[Raw data Boundary: Start]

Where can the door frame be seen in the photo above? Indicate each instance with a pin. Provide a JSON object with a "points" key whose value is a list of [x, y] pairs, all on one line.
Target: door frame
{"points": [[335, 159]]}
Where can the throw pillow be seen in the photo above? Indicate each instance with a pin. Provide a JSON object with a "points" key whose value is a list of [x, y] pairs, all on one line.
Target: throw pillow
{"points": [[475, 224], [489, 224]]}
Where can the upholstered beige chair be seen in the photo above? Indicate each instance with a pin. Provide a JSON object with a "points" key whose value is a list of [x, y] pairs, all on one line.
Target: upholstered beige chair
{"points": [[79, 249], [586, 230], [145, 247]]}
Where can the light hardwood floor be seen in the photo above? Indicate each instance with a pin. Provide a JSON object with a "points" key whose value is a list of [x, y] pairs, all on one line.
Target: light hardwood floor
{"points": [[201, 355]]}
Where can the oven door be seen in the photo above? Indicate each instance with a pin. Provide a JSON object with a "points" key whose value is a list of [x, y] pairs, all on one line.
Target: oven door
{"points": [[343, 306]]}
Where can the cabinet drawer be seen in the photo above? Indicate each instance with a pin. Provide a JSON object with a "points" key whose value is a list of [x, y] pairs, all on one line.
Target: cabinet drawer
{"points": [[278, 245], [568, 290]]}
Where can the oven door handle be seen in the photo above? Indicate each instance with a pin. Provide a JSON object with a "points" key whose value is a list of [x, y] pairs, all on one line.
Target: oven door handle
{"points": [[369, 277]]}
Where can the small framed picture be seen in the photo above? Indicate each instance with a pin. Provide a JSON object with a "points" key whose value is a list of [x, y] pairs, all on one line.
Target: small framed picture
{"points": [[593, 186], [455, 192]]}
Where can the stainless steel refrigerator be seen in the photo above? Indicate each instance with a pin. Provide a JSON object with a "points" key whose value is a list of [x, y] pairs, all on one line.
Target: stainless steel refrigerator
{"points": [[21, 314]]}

[Raw data Boundary: End]

§ **Task objective**
Write all the data out again, word for word.

§ **Answer to the problem**
Where can the door frame be seen in the photo above? Indicate each instance with a pin. Provide a JSON object with a "points" key whose value is a list of [x, y] pairs, all on one line.
Target: door frame
{"points": [[335, 159]]}
Where can the throw pillow be seen in the photo above? Indicate each instance with a pin. Provide a JSON object with a "points" key whose value is a list of [x, y] pairs, all on one line.
Target: throw pillow
{"points": [[475, 224], [489, 224]]}
Where can the upholstered beige chair be seen in the photo above? Indicate each instance with a pin. Provide a JSON object with a "points" key whose value is a list of [x, y] pairs, all on one line.
Target: upholstered beige chair
{"points": [[79, 249], [586, 230], [145, 247]]}
Where can the light hardwood floor be seen in the photo above? Indicate each instance with a pin. Provide a JSON object with a "points" key whose value is a list of [x, y] pairs, all on one line.
Target: light hardwood floor
{"points": [[201, 355]]}
Where can the oven door be seen in the photo above? Indicate each instance with a pin. Provide a JSON object with a "points" key whose value is a list of [x, y] pairs, all on one line.
Target: oven door
{"points": [[343, 306]]}
Where can the cabinet drawer be seen in the photo above? Indicate each instance with a pin. Provide a JSON object with a "points" key whose value is a list of [x, y] pairs, all on one line.
Target: cabinet drawer
{"points": [[278, 245], [568, 290]]}
Where can the oven door handle be seen in the photo above? Indicate each instance with a pin. Provide a JSON object with a "points" key whose value is a list of [x, y] pairs, all on one line.
Target: oven door handle
{"points": [[369, 277]]}
Where can the small framed picture be seen in the photo above? Indicate each instance with a pin. Provide a JSON object with a "points" key whose value is a list of [x, y] pairs, all on one line.
Target: small framed picture
{"points": [[593, 186], [455, 192]]}
Where can the stainless steel refrigerator be seen in the photo above? Indicate each instance with a pin. Provide a JSON object with a "points" key whose value is a list of [x, y] pairs, all on one line.
Target: stainless steel refrigerator
{"points": [[21, 314]]}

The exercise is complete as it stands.